◆ **GIVEN INSTRUCTION**
Edit the listing from the line with "Point out every instance of the blue" to the line with "x=748, y=176" by changing "blue sky" to "clear sky" wherever it occurs, leaving everything else in those lines unchanged.
>> Begin EXERCISE DATA
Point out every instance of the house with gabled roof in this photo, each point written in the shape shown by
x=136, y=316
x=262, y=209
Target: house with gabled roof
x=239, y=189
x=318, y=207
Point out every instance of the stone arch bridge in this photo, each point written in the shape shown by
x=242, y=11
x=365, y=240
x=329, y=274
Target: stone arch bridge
>> End EXERCISE DATA
>> Begin EXERCISE DATA
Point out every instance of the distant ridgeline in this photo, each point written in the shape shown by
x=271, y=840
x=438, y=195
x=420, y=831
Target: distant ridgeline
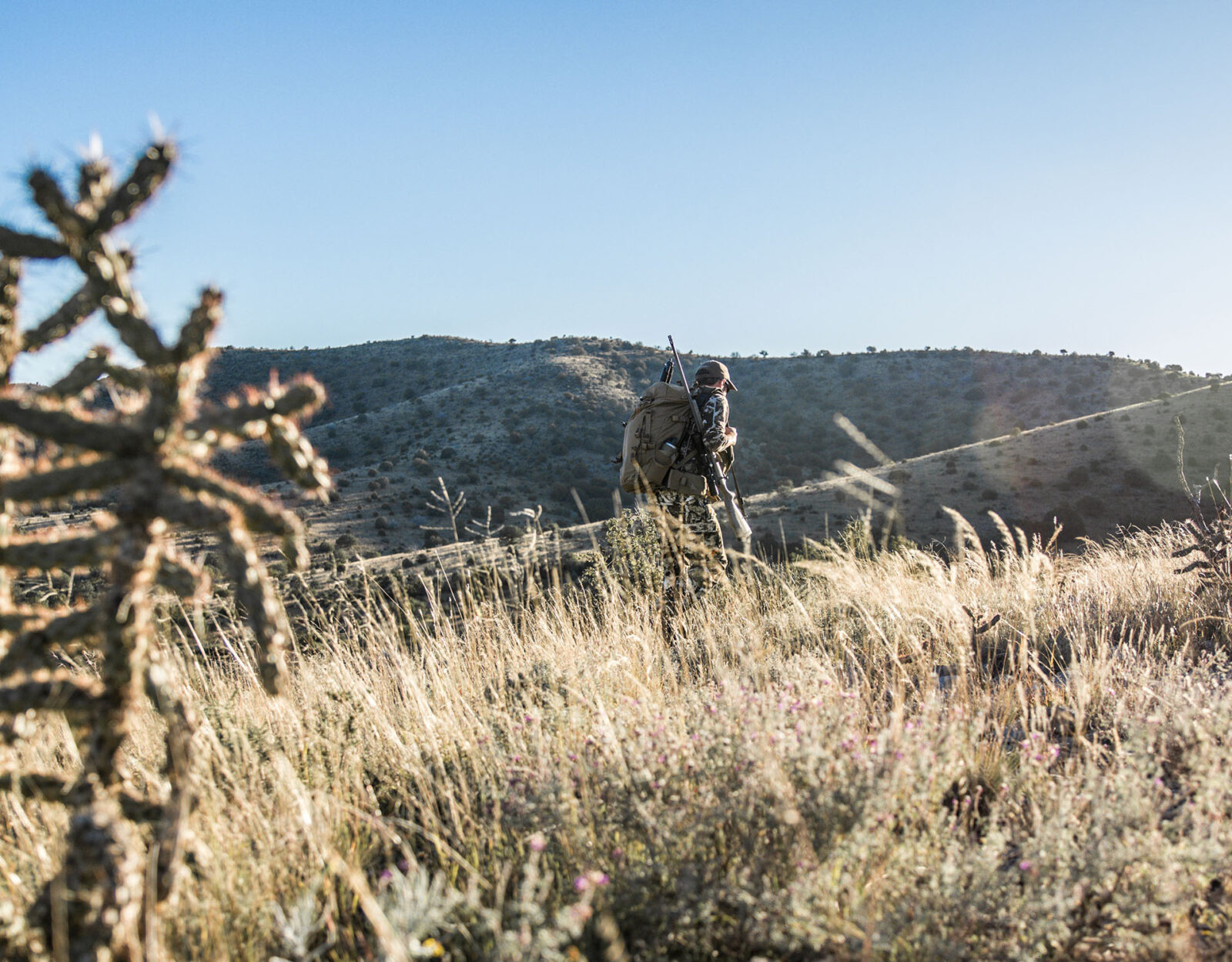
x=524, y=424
>> End EXERCISE DATA
>> Begin EXERCISE DATA
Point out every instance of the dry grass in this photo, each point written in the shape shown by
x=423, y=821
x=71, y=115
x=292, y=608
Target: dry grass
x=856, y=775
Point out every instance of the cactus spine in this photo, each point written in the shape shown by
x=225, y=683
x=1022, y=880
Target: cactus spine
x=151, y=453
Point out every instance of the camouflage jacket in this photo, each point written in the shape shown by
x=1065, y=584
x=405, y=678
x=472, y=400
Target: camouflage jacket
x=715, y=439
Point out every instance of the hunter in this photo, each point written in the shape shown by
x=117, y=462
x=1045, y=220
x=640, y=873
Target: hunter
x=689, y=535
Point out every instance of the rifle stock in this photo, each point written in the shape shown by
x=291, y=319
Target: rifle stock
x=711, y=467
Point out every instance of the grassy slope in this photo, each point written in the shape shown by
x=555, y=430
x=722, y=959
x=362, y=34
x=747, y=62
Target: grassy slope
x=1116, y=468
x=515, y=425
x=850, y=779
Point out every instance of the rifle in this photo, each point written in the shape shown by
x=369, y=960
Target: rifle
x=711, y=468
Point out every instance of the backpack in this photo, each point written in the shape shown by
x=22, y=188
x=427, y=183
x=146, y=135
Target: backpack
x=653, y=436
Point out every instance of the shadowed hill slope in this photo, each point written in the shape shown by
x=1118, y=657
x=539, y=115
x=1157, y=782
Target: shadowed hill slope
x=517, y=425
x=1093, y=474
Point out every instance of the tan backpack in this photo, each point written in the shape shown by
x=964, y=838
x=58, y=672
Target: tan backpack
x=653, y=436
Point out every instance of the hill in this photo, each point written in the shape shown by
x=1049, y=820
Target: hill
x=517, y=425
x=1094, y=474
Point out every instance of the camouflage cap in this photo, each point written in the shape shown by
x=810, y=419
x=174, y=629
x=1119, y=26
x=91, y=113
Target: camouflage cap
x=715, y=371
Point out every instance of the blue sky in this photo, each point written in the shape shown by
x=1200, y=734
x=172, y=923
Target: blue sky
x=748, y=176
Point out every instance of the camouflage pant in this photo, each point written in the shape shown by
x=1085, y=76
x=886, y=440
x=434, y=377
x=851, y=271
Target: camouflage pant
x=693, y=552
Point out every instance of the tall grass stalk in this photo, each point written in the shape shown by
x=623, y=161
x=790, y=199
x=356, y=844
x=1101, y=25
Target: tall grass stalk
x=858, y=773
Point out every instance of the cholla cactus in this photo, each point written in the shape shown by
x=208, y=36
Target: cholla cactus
>> End EXERCISE DATA
◆ **EXERCISE SOLUTION**
Point out every instance of the clear sky in this photo, each point written in the shape shown by
x=1200, y=734
x=172, y=923
Target: clear sky
x=748, y=176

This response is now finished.